*Exercise task:* Copy every one of the lines below without changing anything.

*Supplied entries:*

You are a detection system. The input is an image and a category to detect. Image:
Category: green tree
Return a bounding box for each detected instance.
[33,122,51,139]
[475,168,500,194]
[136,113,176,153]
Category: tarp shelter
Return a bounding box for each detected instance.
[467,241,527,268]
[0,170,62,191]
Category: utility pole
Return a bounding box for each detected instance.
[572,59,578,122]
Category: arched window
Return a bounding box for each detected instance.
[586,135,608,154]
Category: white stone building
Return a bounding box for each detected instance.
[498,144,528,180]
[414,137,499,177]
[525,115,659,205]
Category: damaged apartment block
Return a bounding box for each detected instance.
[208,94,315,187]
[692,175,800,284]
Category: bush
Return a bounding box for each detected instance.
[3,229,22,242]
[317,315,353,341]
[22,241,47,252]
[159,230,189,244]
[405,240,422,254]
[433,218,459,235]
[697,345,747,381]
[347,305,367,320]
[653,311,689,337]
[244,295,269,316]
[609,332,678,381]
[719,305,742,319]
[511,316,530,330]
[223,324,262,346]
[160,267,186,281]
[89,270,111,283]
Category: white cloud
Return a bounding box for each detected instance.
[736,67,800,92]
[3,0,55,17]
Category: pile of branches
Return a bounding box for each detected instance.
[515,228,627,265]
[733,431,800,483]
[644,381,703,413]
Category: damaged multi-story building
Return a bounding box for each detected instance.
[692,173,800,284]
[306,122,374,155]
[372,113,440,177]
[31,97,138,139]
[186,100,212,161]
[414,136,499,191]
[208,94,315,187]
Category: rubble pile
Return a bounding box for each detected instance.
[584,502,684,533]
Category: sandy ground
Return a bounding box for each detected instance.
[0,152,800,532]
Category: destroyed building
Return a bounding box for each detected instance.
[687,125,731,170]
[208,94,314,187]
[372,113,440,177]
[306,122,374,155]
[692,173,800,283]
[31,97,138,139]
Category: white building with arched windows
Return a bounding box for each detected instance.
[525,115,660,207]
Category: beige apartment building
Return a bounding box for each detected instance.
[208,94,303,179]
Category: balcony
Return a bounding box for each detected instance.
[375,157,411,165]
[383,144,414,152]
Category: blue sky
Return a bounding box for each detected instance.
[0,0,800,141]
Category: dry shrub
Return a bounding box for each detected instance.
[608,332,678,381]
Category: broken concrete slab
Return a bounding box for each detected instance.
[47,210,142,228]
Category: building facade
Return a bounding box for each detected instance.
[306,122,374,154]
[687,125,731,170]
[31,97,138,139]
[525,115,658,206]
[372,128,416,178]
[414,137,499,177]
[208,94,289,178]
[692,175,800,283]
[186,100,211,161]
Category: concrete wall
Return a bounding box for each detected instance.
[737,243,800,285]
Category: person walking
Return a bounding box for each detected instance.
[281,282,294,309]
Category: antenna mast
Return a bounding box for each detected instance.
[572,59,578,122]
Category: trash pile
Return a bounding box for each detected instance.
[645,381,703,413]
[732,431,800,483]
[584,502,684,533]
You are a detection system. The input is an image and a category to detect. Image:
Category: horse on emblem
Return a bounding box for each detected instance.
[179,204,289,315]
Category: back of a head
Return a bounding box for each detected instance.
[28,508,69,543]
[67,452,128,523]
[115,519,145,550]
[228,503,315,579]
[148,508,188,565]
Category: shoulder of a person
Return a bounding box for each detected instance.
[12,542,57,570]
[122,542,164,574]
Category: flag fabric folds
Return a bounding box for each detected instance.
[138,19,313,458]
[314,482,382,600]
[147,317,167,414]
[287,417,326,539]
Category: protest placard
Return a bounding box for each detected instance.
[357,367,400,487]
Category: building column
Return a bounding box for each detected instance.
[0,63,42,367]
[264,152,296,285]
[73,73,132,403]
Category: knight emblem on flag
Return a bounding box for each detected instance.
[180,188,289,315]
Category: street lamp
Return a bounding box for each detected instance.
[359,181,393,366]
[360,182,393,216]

*Answer to the exercise:*
You are a detection system. The input is an image and a category to detect. Image:
Category: green tree
Return a bounding box for each detected instance.
[33,122,51,139]
[475,168,500,194]
[136,113,176,153]
Category: tarp shelter
Return a bounding box for each detected instance.
[467,241,527,268]
[0,170,62,191]
Category: utility pole
Return a bounding box for each detected instance.
[572,59,578,122]
Category: arched window
Return a bounding box for each detected instance.
[586,135,608,154]
Category: white stone building
Return a bounding box for each detected instance.
[498,144,528,180]
[414,137,499,177]
[525,115,659,205]
Category: damaged apartment block
Return a bounding box for each detected instance.
[208,94,315,187]
[692,175,800,284]
Category: bush
Return a bounding box for each detected instance.
[3,229,22,242]
[317,315,353,341]
[22,241,47,252]
[159,230,189,244]
[405,240,422,254]
[433,218,459,235]
[697,345,747,381]
[347,305,367,320]
[653,311,689,337]
[244,295,269,316]
[609,332,678,381]
[719,305,742,319]
[511,316,530,330]
[223,324,262,346]
[160,267,186,281]
[89,270,111,283]
Category: white cloud
Return a bounding box for each detected instance.
[736,67,800,92]
[3,0,55,17]
Category: pile of branches
Return a bounding box for each detected instance.
[515,228,627,265]
[733,431,800,483]
[644,381,703,413]
Category: damaged multi-story building
Return a bounding box for each detected instance.
[692,173,800,284]
[306,122,374,155]
[372,113,440,177]
[31,97,138,139]
[186,100,212,161]
[414,136,499,191]
[208,94,315,187]
Category: rubble pile
Return a bounding box for each detected instance.
[584,502,684,533]
Category: sandy ground
Return a bounding box for each detected instance.
[0,152,800,532]
Category: destroyed building
Return a bounding box for each detected instance.
[687,125,731,170]
[208,94,314,187]
[372,113,440,177]
[306,122,374,155]
[692,173,800,283]
[31,97,138,139]
Category: white building with arched windows
Return a bounding box for each detected instance.
[525,115,660,207]
Category: beige apartment building
Return a bounding box for each detected instance.
[208,94,303,179]
Category: balcony
Return a bounding box for each detected instance.
[375,157,411,165]
[383,144,414,152]
Category: blue sky
Return a bounding box for each detected instance.
[0,0,800,141]
Category: dry shrub
Return a bounding box for each detected instance.
[608,332,678,381]
Category: broken concrete slab
Return a bounding box for each detected instance.
[47,210,142,228]
Category: building facade
Return a bounding box for each detected instance.
[306,122,374,154]
[687,125,731,170]
[31,97,138,139]
[525,115,658,206]
[372,128,416,178]
[414,137,499,177]
[208,94,289,178]
[692,175,800,283]
[186,100,211,161]
Category: concrete wall
Return a bounding box for each detected instance.
[737,243,800,285]
Category: person walking
Return a bounding box for each detected instance.
[281,282,294,309]
Category: antenna mast
Return a bounding box for each detected instance.
[572,59,578,122]
Category: trash pile
Return a bounding box for each detected instance.
[645,381,703,413]
[732,431,800,483]
[584,502,684,533]
You are a detection system. The input is an image and a category to detect. Image:
Category: horse on emblem
Return a bounding box for each detected instance.
[179,204,289,315]
Category: back of a head
Return a bounding box for each detected instance.
[28,508,69,543]
[67,452,128,523]
[115,519,145,550]
[228,503,315,579]
[148,508,188,565]
Category: shoulder of a person
Return a bounding box for each detected instance.
[12,542,57,570]
[122,542,164,574]
Category: flag fabric folds
Return a bounding box for each detected instance.
[138,19,313,458]
[314,482,382,600]
[147,317,167,414]
[287,417,326,539]
Category: protest placard
Return a bounding box for each detected instance.
[357,367,400,487]
Category: building column
Return a bounding box for each detected instance.
[0,63,42,367]
[264,152,296,285]
[73,73,132,403]
Category: knight emblem on flag
Return a bounding box for each detected instance.
[180,188,289,315]
Category: street lamp
Return a bounding box for each detected instance.
[359,181,393,366]
[360,182,393,216]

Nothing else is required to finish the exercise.